• PAGE EXCERPT:
# navigation won't work on sense or aosp roms



## Dewar (Jun 30, 2011)

All the sudden my navigation stopped working. I have tried multiple sense and aosp roms. Currently I am back back to stock rooted and still nothing. Location works, but when I try to use navigation it never finds a satellite. I tried gps status that didn't help either....anyone have any suggestions? Thanks in advance.


----------



## n660623x (Jul 14, 2011)

"Dewar said:


> All the sudden my navigation stopped working. I have tried multiple sense and aosp roms. Currently I am back back to stock rooted and still nothing. Location works, but when I try to use navigation it never finds a satellite. I tried gps status that didn't help either....anyone have any suggestions? Thanks in advance.


I had this issue..I had to copy over all files I needed to keep from my sd card to another location and format the sd card.then transfer files back. Then reset to factory default through clockwork mod and clear both cache and dalvik cache in addition. After this u should be able to get everything to work again...the problem is that even if u do factory reset with the cache and dalvik wipes..some of the files are stored on your sd card and need to be wiped out too. How this helps u.

• INSTRUCTIONS:
- A) Transcribe the forum thread about navigation failing on Sense and AOSP ROMs in full, word for word.
- B) Rewrite only the stretch of the records running from the line containing "the rock in the photo above." down through the last line of the records, with "possession model" changed to "reference model" and nothing else altered.
The forum thread has no connection to the records that come after it.

Photo-based point labeling records:
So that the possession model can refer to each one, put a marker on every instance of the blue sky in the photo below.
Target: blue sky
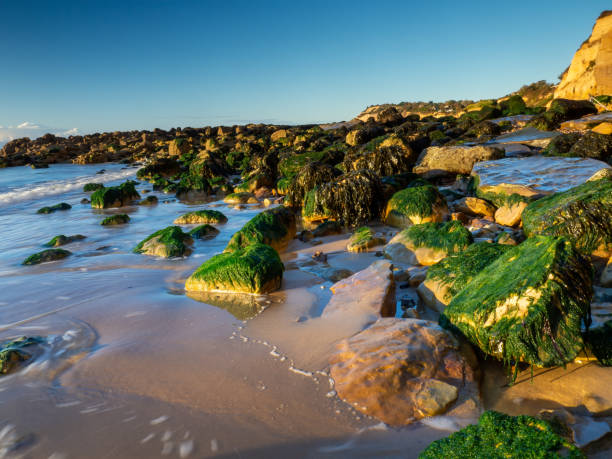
(121, 65)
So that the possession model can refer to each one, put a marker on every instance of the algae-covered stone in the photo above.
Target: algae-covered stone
(13, 355)
(428, 243)
(114, 196)
(201, 216)
(46, 255)
(253, 269)
(419, 204)
(363, 239)
(60, 240)
(168, 242)
(583, 213)
(449, 276)
(204, 232)
(528, 305)
(500, 436)
(55, 208)
(119, 219)
(274, 227)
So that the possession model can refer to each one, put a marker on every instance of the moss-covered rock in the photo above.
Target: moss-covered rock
(13, 355)
(92, 187)
(119, 219)
(46, 255)
(253, 269)
(528, 305)
(499, 436)
(420, 204)
(363, 239)
(201, 216)
(168, 242)
(115, 196)
(60, 240)
(583, 213)
(204, 232)
(448, 277)
(428, 243)
(274, 227)
(55, 208)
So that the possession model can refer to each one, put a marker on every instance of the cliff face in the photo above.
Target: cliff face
(590, 73)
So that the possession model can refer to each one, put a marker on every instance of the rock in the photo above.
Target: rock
(428, 243)
(60, 240)
(46, 255)
(275, 227)
(498, 435)
(114, 196)
(201, 216)
(582, 213)
(363, 239)
(204, 232)
(475, 206)
(401, 370)
(168, 242)
(519, 309)
(589, 72)
(118, 219)
(448, 277)
(256, 268)
(419, 204)
(353, 198)
(451, 160)
(55, 208)
(510, 215)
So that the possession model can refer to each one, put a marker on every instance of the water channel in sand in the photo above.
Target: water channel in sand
(133, 367)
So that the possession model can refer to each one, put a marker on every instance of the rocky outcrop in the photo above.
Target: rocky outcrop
(590, 72)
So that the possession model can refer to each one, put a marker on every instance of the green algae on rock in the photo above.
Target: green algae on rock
(168, 242)
(12, 354)
(253, 269)
(46, 255)
(119, 219)
(56, 207)
(274, 227)
(500, 436)
(114, 196)
(420, 204)
(582, 213)
(428, 243)
(528, 305)
(204, 232)
(201, 216)
(363, 239)
(60, 240)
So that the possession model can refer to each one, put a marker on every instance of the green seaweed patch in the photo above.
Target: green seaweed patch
(46, 255)
(55, 208)
(528, 305)
(253, 269)
(119, 219)
(582, 213)
(500, 436)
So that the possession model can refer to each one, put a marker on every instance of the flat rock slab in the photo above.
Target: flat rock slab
(541, 174)
(402, 370)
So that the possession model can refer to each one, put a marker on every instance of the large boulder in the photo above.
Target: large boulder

• TASK-BY-TASK ANSWERS:
- A)
# navigation won't work on sense or aosp roms



## Dewar (Jun 30, 2011)

All the sudden my navigation stopped working. I have tried multiple sense and aosp roms. Currently I am back back to stock rooted and still nothing. Location works, but when I try to use navigation it never finds a satellite. I tried gps status that didn't help either....anyone have any suggestions? Thanks in advance.


----------



## n660623x (Jul 14, 2011)

"Dewar said:


> All the sudden my navigation stopped working. I have tried multiple sense and aosp roms. Currently I am back back to stock rooted and still nothing. Location works, but when I try to use navigation it never finds a satellite. I tried gps status that didn't help either....anyone have any suggestions? Thanks in advance.


I had this issue..I had to copy over all files I needed to keep from my sd card to another location and format the sd card.then transfer files back. Then reset to factory default through clockwork mod and clear both cache and dalvik cache in addition. After this u should be able to get everything to work again...the problem is that even if u do factory reset with the cache and dalvik wipes..some of the files are stored on your sd card and need to be wiped out too. How this helps u.

- B)
So that the reference model can refer to each one, put a marker on every instance of the rock in the photo above.
Target: rock
(428, 243)
(60, 240)
(46, 255)
(275, 227)
(498, 435)
(114, 196)
(201, 216)
(582, 213)
(363, 239)
(204, 232)
(475, 206)
(401, 370)
(168, 242)
(519, 309)
(589, 72)
(118, 219)
(448, 277)
(256, 268)
(419, 204)
(353, 198)
(451, 160)
(55, 208)
(510, 215)
So that the reference model can refer to each one, put a marker on every instance of the water channel in sand in the photo above.
Target: water channel in sand
(133, 367)
So that the reference model can refer to each one, put a marker on every instance of the rocky outcrop in the photo above.
Target: rocky outcrop
(590, 72)
So that the reference model can refer to each one, put a marker on every instance of the green algae on rock in the photo above.
Target: green algae on rock
(168, 242)
(12, 354)
(253, 269)
(46, 255)
(119, 219)
(56, 207)
(274, 227)
(500, 436)
(114, 196)
(420, 204)
(582, 213)
(428, 243)
(528, 305)
(204, 232)
(201, 216)
(363, 239)
(60, 240)
So that the reference model can refer to each one, put a marker on every instance of the green seaweed patch in the photo above.
Target: green seaweed patch
(46, 255)
(55, 208)
(528, 305)
(253, 269)
(119, 219)
(582, 213)
(500, 436)
So that the reference model can refer to each one, put a marker on every instance of the flat rock slab in the photo above.
Target: flat rock slab
(541, 174)
(402, 370)
So that the reference model can refer to each one, put a marker on every instance of the large boulder in the photo above.
Target: large boulder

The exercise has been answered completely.